(Natural-language object grounding data)
++++

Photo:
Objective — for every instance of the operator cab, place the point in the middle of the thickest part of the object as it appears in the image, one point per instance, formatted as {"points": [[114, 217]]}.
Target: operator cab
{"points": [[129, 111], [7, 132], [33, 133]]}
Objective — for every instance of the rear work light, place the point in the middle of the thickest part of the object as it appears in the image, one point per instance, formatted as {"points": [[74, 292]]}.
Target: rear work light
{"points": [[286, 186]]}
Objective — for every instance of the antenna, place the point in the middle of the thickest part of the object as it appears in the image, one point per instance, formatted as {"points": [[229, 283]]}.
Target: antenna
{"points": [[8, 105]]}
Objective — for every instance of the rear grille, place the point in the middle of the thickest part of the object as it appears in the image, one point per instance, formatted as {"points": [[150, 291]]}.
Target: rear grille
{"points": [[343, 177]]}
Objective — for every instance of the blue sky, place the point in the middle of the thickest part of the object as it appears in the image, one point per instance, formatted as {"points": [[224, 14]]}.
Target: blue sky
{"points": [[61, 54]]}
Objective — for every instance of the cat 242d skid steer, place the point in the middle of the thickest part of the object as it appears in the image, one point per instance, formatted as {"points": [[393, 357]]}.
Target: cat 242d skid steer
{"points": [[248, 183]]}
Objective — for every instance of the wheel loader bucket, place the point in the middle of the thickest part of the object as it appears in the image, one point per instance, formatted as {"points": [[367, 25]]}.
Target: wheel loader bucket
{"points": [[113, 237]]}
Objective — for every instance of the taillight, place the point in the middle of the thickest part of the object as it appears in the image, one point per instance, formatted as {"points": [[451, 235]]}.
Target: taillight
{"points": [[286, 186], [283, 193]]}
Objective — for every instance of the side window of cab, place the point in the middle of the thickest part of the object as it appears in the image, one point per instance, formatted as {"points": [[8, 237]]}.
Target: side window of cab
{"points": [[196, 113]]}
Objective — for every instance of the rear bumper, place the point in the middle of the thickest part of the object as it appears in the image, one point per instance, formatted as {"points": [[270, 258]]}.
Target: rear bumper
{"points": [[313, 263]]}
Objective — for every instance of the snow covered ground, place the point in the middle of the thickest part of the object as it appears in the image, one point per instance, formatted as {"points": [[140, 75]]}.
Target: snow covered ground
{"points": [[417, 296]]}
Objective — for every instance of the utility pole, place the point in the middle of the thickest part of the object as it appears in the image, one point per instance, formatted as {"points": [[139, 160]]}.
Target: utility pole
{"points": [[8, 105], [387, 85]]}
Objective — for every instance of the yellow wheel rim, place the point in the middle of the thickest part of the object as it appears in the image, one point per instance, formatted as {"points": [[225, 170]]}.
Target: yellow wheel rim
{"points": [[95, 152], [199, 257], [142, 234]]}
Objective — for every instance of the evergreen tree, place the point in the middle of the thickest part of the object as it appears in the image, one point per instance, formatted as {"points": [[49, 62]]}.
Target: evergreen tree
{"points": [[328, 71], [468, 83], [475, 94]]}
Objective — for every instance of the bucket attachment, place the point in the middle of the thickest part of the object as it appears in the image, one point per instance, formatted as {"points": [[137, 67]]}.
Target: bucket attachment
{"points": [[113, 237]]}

++++

Task description -
Give the data again. Keep every line identical.

Task response -
Photo:
Objective — for every instance of the operator cab, place the point in the middle of the thickest part of the object as it appears in the image, one point per instance, formatted as {"points": [[114, 217]]}.
Target: operator cab
{"points": [[129, 111], [7, 132], [33, 133]]}
Objective — for every instance of the rear work light, place the point in the middle of the thickest part of the object as it appears in the image, one point per instance, formatted as {"points": [[74, 292]]}.
Target: rear work light
{"points": [[286, 186]]}
Objective — for every instance of the antenna, place the point in the middle of the thickest part of the object as it appears in the image, one point per instance, formatted as {"points": [[229, 283]]}.
Target: antenna
{"points": [[8, 105]]}
Objective — for every instance of the rear grille, place the point in the middle of the thickest part of the object as it appears in the image, one point per instance, formatted as {"points": [[150, 291]]}.
Target: rear grille
{"points": [[343, 177]]}
Objective — for every instance of the blue sky, place the point in the middle of the thickest part of the object as it appears in the image, one point per instance, formatted as {"points": [[224, 14]]}.
Target: blue sky
{"points": [[61, 54]]}
Objective — for every instance of the cat 242d skid steer, place the point in the middle of the thickest part of the object as it appears in the image, one point per instance, formatted as {"points": [[393, 357]]}.
Target: cat 242d skid steer
{"points": [[248, 183]]}
Objective — for every instance of the wheel loader bucket, place the point in the middle of the thickest part of the object as it appears in the image, one point per instance, formatted as {"points": [[367, 25]]}.
Target: wheel loader bucket
{"points": [[113, 237]]}
Objective — for every instance of the taillight, place the point in the middle of the thickest part of the object as it appears in the image, one point per instance, formatted as {"points": [[451, 235]]}.
Target: taillight
{"points": [[286, 186], [283, 193]]}
Objective — for every instance of the side window of cab, place the point in the middle of the thickest part of the object as it appears in the image, one point per instance, formatted as {"points": [[8, 237]]}.
Target: side window of cab
{"points": [[196, 113]]}
Objective — for every instance of the rear bumper, place the point in the middle of the thickest part of the object as it appears in the image, one point per instance, formatted as {"points": [[270, 258]]}.
Target: rear bumper
{"points": [[313, 263]]}
Objective — for every instance of the snow covered ground, place the point in the middle of the thickest part of the object as it appears in the image, one point per instance, formatted as {"points": [[140, 75]]}.
Target: snow covered ground
{"points": [[417, 296]]}
Objective — for every instance of the utility pole, place the point in the middle of the thickest part of the object as it appears in the image, one point per instance, formatted as {"points": [[139, 160]]}.
Target: utility pole
{"points": [[8, 105], [387, 85]]}
Objective — for every instance of the yellow wheel rim, place the point in the middle of the thickest part of the object as it appears in the image, one point per instance, formatted as {"points": [[225, 170]]}.
Target: yellow wheel rim
{"points": [[95, 152], [199, 257], [142, 234]]}
Objective — for every instance of the evergreen tree, place the point in the middle of the thickest part of the object as it appears in the image, one point per instance, formatted as {"points": [[49, 62]]}.
Target: evergreen tree
{"points": [[328, 71], [468, 83], [475, 94]]}
Objective — for every instance of the bucket attachment, place the point in the middle of the thickest part of the object as it appears in the image, one point per instance, formatted as {"points": [[137, 67]]}.
Target: bucket attachment
{"points": [[113, 237]]}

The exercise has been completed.